No personal experience with the life jacket but Ruffwear makes one, and I have been quite satisfied with their other products. They even have a photo of a dog on a kayak wearing their life jacket. This reminds me of the first time I took Sailor on his first plane trip; we had done all the prepping we could, but in the end we just had to have faith in our training because there really is not a way to practice going on a jet... without going on a jet. For the record, he did fine and got lots of compliments from the crew. Good luck with Hazel on her adventure.


----------



## itzmeigh

Charmed said:


> No personal experience with the life jacket but Ruffwear makes one, and I have been quite satisfied with their other products. They even have a photo of a dog on a kayak wearing their life jacket. This reminds me of the first time I took Sailor on his first plane trip; we had done all the prepping we could, but in the end we just had to have faith in our training because there really is not a way to practice going on a jet... without going on a jet. For the record, he did fine and got lots of compliments from the crew. Good luck with Hazel on her adventure.

### RECORDS PROVIDED
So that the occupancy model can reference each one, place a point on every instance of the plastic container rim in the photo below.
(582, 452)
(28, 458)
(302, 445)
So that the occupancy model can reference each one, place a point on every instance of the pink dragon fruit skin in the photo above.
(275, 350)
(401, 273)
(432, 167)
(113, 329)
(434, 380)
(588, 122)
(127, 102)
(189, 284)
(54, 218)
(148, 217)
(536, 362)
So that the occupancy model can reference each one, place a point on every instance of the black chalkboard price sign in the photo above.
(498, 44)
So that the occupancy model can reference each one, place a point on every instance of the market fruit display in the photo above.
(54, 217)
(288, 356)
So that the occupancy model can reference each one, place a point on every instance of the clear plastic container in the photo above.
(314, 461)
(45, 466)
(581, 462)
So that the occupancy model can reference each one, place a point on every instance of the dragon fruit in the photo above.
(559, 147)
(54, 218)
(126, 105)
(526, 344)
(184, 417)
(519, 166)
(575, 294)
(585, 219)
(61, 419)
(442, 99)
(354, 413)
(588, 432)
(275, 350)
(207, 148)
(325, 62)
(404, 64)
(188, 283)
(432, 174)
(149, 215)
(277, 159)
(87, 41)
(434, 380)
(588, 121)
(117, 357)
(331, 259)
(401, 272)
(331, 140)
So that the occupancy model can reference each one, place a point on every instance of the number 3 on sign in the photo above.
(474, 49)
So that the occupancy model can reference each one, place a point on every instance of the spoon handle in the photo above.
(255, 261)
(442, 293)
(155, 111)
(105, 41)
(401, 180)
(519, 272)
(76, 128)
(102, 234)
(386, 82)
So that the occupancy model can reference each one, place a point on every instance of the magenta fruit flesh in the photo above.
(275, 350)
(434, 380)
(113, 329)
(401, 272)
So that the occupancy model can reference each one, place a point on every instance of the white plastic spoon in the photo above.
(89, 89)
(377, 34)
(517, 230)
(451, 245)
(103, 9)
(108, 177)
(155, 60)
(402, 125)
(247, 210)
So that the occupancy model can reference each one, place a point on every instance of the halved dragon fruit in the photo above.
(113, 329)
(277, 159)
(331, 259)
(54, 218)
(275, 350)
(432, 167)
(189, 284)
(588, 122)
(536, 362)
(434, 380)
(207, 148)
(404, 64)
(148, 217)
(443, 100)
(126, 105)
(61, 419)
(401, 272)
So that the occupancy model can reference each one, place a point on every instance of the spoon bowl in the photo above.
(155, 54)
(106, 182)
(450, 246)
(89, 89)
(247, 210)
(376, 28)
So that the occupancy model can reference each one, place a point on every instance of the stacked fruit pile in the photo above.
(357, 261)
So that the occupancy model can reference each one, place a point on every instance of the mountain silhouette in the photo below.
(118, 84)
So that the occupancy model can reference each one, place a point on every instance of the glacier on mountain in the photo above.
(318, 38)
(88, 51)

### TASKS TO CARRY OUT
#1 Can you give the listing's last part again, from the line containing "mountain in the photo above." through the end of the listing, with "glacier" swapped for "snowfield" and everything else unchanged?
#2 How would the forum thread about a dog life jacket and a first plane trip carry on after its last line?

### ANSWERS BELOW
#1
So that the occupancy model can reference each one, place a point on every instance of the snowfield on mountain in the photo above.
(318, 38)
(88, 51)

#2
This is sorta how I manage life. We just press forward and make changes as we go. I almost always have a "Plan B" in mind but I try to move forward as if Plan A always works. 

I'm thinking I'm going to get her the Ruffwear "Web Master" harness, have you tried it? Our camping trip will include hiking in the foothills and I want something comfortable with a handle. 

(By mid March Hazel will be one tired puppy! No worries, there will be plenty of pictures!)


----------



## itzmeigh

I just thought! Here's a picture from the river in November. This isn't THE river we will be on (at least, I don't think it is, there are a few in the area and I am forever confusing them!) but this is very similar to what we will encounter. 









This is my son in a "deep spot" (yes, in November...)









There will be some deeper and possibly faster moving spots but on average that's what we have to expect.


----------



## beanz

I have a Float Doggy made by D-Fa Dogs (D-fa Dogs). It's made differently from most dog life jackets in that it covers the chest and doesn't rely on a piece around the neck like most that I've seen. It fits great and has given my scaredy-cat the confidence to get in and swim (she won't do it without her jacket on). She used to sit on the beach and cry when I would get in the water... now look at her https://www.youtube.com/watch?v=2cA0n1hsvXY


----------



## Charmed

No, I haven't tried the webmaster...I have been looking at it, though.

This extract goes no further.